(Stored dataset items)
==================================================

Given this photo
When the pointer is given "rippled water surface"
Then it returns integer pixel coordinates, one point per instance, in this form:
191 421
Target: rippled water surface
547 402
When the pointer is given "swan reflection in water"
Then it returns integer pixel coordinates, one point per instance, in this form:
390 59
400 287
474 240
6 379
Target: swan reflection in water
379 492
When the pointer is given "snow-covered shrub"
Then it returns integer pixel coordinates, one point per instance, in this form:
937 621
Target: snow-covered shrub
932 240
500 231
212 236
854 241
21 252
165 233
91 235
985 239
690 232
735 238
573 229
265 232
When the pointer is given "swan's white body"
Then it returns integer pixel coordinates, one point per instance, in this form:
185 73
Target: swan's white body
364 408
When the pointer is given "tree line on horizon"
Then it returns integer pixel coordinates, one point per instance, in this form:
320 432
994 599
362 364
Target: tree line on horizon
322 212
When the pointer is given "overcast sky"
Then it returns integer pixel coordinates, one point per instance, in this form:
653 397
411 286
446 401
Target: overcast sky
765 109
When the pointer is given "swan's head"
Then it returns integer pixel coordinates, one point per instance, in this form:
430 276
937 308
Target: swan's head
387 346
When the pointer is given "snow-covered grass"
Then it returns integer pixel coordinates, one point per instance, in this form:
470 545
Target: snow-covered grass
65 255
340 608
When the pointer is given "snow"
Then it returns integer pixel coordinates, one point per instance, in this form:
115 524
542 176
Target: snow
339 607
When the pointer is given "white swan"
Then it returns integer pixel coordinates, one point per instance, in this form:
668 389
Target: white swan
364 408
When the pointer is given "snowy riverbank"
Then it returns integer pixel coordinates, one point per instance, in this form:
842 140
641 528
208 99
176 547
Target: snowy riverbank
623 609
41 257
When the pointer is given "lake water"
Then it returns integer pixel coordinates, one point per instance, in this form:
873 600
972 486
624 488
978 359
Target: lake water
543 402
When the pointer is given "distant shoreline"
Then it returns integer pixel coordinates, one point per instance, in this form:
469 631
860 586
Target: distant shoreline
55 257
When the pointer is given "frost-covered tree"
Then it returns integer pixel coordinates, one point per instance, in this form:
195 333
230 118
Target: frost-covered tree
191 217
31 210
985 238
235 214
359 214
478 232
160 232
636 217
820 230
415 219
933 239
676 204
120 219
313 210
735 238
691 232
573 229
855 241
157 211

==================================================

-- TASK STATEMENT --
Copy the data once more. Leave nothing out.

-- THE COMPLETED TASK --
Given this photo
When the pointer is given "rippled water surface"
Then it returns integer pixel coordinates, one point per instance, in this form:
191 421
Target: rippled water surface
547 402
When the pointer is given "swan reflection in water"
Then it returns integer pixel coordinates, one point per instance, in this form:
390 59
400 287
474 240
6 379
Target: swan reflection in water
379 492
When the pointer is given "snow-covered shrub"
Then it returns integer pixel coordinates, one point per instance, in this form:
937 621
Target: snow-covered shrub
932 240
500 231
212 236
854 241
21 252
165 233
91 235
985 239
690 232
735 238
573 229
265 232
When the pointer is given "swan's white body"
Then it returns integer pixel coordinates, one point per instance, in this form:
185 73
Target: swan's white body
364 408
When the pointer is given "tree line on horizon"
Then it returns integer pixel coordinates, one point per instance, in this form:
320 432
994 599
362 364
Target: tree line on horizon
322 212
When the pointer is given "overcast sky"
Then it returns integer pixel coordinates, one point per instance, in this form:
653 397
411 286
446 401
Target: overcast sky
765 109
When the pointer is given "swan's head"
Then it returns integer pixel coordinates, one point per instance, in this form:
430 276
937 308
Target: swan's head
387 346
When the pointer is given "snow-covered grass"
Then it returns integer pixel coordinates, one point per instance, in this form:
470 545
Target: snow-covered grass
65 255
340 608
When the pointer is given "snow"
Then it returns integer pixel coordinates, one point per instance, in this form:
115 524
542 176
Target: snow
339 607
When the pointer is given "white swan"
Then it returns integer pixel coordinates, one point per instance, in this form:
668 389
Target: white swan
364 408
When the pointer is given "snowy riverbank"
Then it returns integer pixel coordinates, one point per instance, in this form:
842 140
641 528
208 99
176 547
Target: snowy riverbank
623 609
41 257
When the pointer is given "lake water"
Then it returns integer pixel coordinates, one point per instance, in this form:
873 600
972 486
624 488
978 359
Target: lake water
543 402
When the pointer is given "distant shoreline"
Then it returns integer pixel coordinates, one point per instance, in this form:
469 631
860 586
Target: distant shoreline
55 257
When the pointer is given "frost-covered tree"
Then it returns integer pixel coordinates, one point per instance, in this form:
195 333
230 118
Target: frost-covered tree
191 217
31 210
985 238
235 214
359 214
478 232
160 232
636 217
820 230
415 219
933 239
676 204
120 219
313 210
735 238
691 232
573 229
855 241
157 211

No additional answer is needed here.